- _Listed records_
···

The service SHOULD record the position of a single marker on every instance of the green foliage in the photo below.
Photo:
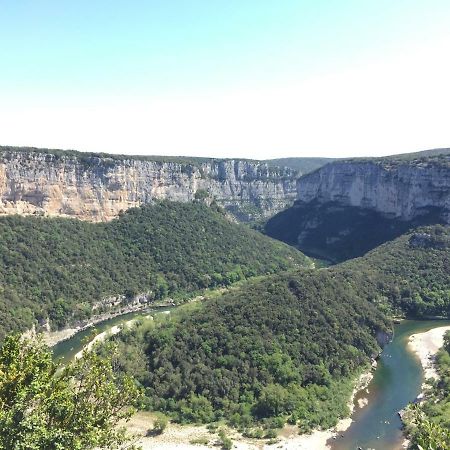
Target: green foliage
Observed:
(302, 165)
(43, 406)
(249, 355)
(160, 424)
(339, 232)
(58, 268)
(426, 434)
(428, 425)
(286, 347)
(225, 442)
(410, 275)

···

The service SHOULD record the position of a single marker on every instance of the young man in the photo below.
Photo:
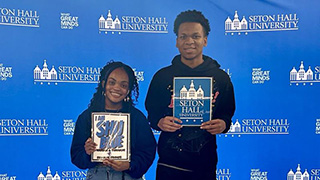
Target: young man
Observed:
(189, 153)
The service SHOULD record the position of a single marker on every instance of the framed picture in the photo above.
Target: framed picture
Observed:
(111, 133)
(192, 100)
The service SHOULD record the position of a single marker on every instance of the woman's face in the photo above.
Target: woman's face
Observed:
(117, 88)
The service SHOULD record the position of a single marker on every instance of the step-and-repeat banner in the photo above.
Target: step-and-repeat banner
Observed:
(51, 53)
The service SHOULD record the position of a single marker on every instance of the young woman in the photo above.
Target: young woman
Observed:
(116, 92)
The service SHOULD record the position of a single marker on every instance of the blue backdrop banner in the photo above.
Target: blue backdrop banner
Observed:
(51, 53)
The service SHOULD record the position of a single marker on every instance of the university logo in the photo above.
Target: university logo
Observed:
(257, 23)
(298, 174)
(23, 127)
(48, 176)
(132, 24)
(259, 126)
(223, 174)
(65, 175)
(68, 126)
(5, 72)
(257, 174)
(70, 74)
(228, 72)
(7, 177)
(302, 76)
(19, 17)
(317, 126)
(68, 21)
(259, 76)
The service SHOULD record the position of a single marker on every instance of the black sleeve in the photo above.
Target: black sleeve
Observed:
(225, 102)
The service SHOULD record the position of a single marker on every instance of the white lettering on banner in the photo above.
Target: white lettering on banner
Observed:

···

- _Requirement_
How many lines in the records contain the word "below"? Reply with the number only.

- _Result for this exercise_
2